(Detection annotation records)

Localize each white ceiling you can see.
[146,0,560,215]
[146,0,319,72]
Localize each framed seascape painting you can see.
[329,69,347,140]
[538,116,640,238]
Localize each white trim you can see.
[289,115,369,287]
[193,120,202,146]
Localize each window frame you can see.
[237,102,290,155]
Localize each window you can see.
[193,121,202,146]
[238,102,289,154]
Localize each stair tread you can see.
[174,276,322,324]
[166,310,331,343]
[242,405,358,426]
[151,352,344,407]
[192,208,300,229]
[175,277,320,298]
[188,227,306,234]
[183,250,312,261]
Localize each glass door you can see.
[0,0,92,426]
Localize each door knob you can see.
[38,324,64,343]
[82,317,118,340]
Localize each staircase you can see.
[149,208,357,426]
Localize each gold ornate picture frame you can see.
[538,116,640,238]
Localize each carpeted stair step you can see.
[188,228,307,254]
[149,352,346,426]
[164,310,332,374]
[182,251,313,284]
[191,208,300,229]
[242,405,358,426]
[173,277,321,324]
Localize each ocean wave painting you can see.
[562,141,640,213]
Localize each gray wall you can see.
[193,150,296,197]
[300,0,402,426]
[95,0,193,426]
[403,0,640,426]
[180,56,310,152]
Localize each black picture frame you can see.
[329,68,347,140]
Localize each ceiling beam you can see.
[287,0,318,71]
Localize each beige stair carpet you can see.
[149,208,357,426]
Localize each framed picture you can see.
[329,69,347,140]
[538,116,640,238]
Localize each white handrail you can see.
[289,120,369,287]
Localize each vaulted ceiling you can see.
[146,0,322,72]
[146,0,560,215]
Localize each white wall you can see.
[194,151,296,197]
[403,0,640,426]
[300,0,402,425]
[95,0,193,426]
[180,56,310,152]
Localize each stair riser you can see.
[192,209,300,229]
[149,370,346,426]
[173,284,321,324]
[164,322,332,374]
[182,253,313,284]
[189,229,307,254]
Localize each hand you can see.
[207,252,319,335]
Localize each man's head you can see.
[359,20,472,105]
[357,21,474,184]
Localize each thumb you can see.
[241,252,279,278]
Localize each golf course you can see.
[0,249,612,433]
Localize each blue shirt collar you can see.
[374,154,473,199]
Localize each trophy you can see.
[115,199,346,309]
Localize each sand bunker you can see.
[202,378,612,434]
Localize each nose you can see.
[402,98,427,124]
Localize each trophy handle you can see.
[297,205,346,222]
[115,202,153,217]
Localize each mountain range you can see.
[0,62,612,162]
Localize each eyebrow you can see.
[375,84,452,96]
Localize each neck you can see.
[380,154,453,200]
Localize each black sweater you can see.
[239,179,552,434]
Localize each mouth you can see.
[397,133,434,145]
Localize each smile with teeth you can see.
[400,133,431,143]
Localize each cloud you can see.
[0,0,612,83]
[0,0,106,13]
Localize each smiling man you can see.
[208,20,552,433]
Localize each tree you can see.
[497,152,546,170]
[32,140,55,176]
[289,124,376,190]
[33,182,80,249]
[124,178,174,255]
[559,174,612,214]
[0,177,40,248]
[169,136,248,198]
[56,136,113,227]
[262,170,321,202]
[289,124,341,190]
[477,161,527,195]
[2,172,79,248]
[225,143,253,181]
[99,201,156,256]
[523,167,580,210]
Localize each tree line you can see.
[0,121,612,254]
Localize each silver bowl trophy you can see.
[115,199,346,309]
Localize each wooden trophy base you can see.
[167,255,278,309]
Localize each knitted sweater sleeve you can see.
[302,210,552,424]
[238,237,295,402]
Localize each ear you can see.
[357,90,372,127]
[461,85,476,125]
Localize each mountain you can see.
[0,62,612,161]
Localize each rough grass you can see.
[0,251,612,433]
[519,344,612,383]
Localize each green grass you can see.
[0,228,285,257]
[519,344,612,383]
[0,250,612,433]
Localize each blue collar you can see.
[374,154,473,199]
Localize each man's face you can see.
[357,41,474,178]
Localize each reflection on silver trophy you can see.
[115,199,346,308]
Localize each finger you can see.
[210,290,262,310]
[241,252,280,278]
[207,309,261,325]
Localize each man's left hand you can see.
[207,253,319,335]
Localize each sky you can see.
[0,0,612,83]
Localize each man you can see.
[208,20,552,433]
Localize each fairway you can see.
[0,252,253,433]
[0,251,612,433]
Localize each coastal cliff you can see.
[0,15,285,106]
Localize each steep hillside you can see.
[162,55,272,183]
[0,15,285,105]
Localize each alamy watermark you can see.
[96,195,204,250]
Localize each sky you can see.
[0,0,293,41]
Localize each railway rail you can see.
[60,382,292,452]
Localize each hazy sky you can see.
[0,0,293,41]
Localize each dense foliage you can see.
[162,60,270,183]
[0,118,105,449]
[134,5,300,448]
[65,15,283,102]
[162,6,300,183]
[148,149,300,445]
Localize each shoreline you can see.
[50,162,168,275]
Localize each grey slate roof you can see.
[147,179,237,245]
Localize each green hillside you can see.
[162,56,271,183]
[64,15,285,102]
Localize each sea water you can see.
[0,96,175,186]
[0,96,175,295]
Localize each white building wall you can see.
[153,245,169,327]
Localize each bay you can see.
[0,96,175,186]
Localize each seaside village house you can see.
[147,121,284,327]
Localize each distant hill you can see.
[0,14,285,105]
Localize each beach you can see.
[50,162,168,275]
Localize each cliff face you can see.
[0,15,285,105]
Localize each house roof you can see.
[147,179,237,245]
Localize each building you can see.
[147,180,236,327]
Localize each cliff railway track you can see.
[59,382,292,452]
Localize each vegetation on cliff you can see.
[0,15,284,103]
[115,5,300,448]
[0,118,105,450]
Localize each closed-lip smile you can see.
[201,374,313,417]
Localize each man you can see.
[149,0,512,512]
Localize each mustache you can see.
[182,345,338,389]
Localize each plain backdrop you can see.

WHAT IS NEEDED:
Reproduce every line above word for word.

SOLUTION:
Localize each white ceiling you can see.
[146,0,560,215]
[146,0,319,72]
Localize each framed seascape painting you can see.
[329,69,347,140]
[538,116,640,238]
Localize each white trim you can see.
[289,115,369,287]
[193,120,202,146]
Localize each window frame you can see.
[237,102,290,155]
Localize each window you can see.
[193,121,202,146]
[238,102,289,154]
Localize each stair tread you can see.
[174,276,322,324]
[166,310,331,343]
[242,405,358,426]
[151,352,344,407]
[192,208,300,229]
[175,277,320,298]
[188,227,306,234]
[183,250,312,261]
Localize each glass door you can see.
[0,0,92,426]
Localize each door knob you can see.
[38,324,64,343]
[82,317,118,340]
Localize each staircase you can see.
[149,208,357,426]
Localize each gold ornate picture frame you can see.
[538,116,640,238]
Localize each carpeted stair step you can see.
[188,228,307,254]
[149,352,346,426]
[164,310,332,374]
[182,251,313,284]
[191,208,300,229]
[242,405,358,426]
[173,277,321,324]
Localize each ocean wave painting you can see.
[562,141,640,213]
Localize each gray wall you can see.
[193,150,296,197]
[300,0,402,426]
[95,0,193,426]
[403,0,640,426]
[180,56,310,152]
Localize each black picture frame you can see.
[329,68,347,140]
Localize each ceiling beam you can see.
[287,0,318,71]
Localize each beige stair carpet you can see.
[149,208,357,426]
Localize each framed picture you can see.
[329,69,347,140]
[538,116,640,238]
Localize each white handrail you can see.
[289,120,369,287]
Localize each vaulted ceiling you can see.
[146,0,322,72]
[146,0,560,215]
Localize each white wall you can see.
[194,151,296,197]
[403,0,640,426]
[300,0,402,425]
[95,0,193,426]
[180,56,310,152]
Localize each stair riser you can see.
[192,209,300,229]
[149,370,346,426]
[173,284,321,324]
[164,322,332,374]
[182,253,313,284]
[189,229,307,254]
Localize each hand you can see.
[207,252,319,335]
Localize each man's head you can see.
[359,20,472,105]
[357,21,474,184]
Localize each thumb you can see.
[241,252,279,278]
Localize each golf course you can see.
[0,249,612,433]
Localize each blue shirt collar you can see.
[374,154,473,199]
Localize each trophy you can see.
[115,199,346,309]
Localize each sand bunker you can see.
[202,378,612,434]
Localize each nose you can see.
[402,98,427,124]
Localize each trophy handle you can see.
[297,205,346,222]
[115,202,153,217]
Localize each mountain range you can see.
[0,62,612,162]
Localize each eyebrow you can see.
[375,84,452,96]
Localize each neck you can see.
[380,154,453,200]
Localize each black sweater you can see.
[239,179,552,434]
Localize each mouth you can see.
[397,133,434,145]
Localize each smile with teeth you can see.
[400,133,431,143]
Localize each cloud you can see.
[0,0,612,83]
[0,0,106,13]
Localize each smiling man you can see.
[208,20,552,433]
Localize each tree you can see.
[497,152,546,170]
[32,140,55,176]
[289,124,376,190]
[33,182,80,249]
[124,178,174,255]
[559,174,612,214]
[0,177,40,248]
[169,136,248,198]
[56,136,113,227]
[262,170,321,202]
[289,124,341,190]
[477,161,527,195]
[2,172,79,248]
[225,143,253,181]
[99,201,156,256]
[523,167,580,210]
Localize each tree line you can see.
[0,121,612,254]
Localize each silver bowl trophy you can see.
[115,199,346,309]
Localize each wooden trophy base you can see.
[167,255,278,309]
Localize each knitted sweater sleeve you can see.
[302,210,552,424]
[238,237,295,402]
Localize each ear you can see.
[357,90,372,127]
[461,85,476,125]
Localize each mountain you can see.
[0,62,612,161]
Localize each rough grass you can see.
[0,251,612,433]
[519,344,612,383]
Localize each green grass you can see.
[0,228,285,257]
[519,344,612,383]
[0,250,612,433]
Localize each blue collar you can see.
[374,154,473,199]
Localize each man's face you can see.
[357,41,474,178]
Localize each reflection on silver trophy you can see.
[115,199,346,308]
Localize each finger you can see.
[210,290,262,310]
[241,252,280,278]
[207,309,261,325]
Localize each man's left hand you can see.
[207,253,319,335]
Localize each sky you can see.
[0,0,612,83]
Localize each man you can see.
[208,20,552,433]
Localize each fairway you can see.
[0,252,253,433]
[0,251,612,433]
Localize each coastal cliff you can see.
[0,15,285,106]
Localize each steep hillside you can see.
[162,55,272,183]
[0,15,285,105]
Localize each alamy watermark you can see.
[96,195,204,250]
Localize each sky you can see.
[0,0,293,41]
Localize each railway rail you can see.
[60,382,292,452]
Localize each hazy sky you can see.
[0,0,293,41]
Localize each dense foliage you can see.
[162,60,270,183]
[0,118,105,449]
[134,5,300,448]
[65,15,283,102]
[162,6,300,183]
[148,149,300,445]
Localize each shoreline you can see.
[50,162,168,275]
Localize each grey slate roof you can see.
[147,179,237,245]
Localize each green hillside you can see.
[162,56,271,183]
[64,15,285,102]
Localize each sea water you can see.
[0,96,175,186]
[0,96,175,295]
Localize each white building wall you can see.
[153,245,169,327]
Localize each bay you can see.
[0,96,175,186]
Localize each seaside village house you can see.
[147,121,284,327]
Localize each distant hill you can see.
[0,14,285,105]
Localize each beach you can see.
[50,162,168,275]
Localize each cliff face you can see.
[0,15,285,105]
Localize each house roof you can see.
[147,179,237,245]
Localize each building you can see.
[147,180,236,327]
Localize each cliff railway track you can see.
[59,382,292,452]
Localize each vegetation on cliff you can see.
[0,15,284,103]
[115,5,300,448]
[0,118,105,450]
Localize each closed-lip smile you can see.
[201,374,313,417]
Localize each man you can see.
[149,0,512,512]
Localize each mustache you can see.
[182,345,338,389]
Localize each plain backdrop you can see.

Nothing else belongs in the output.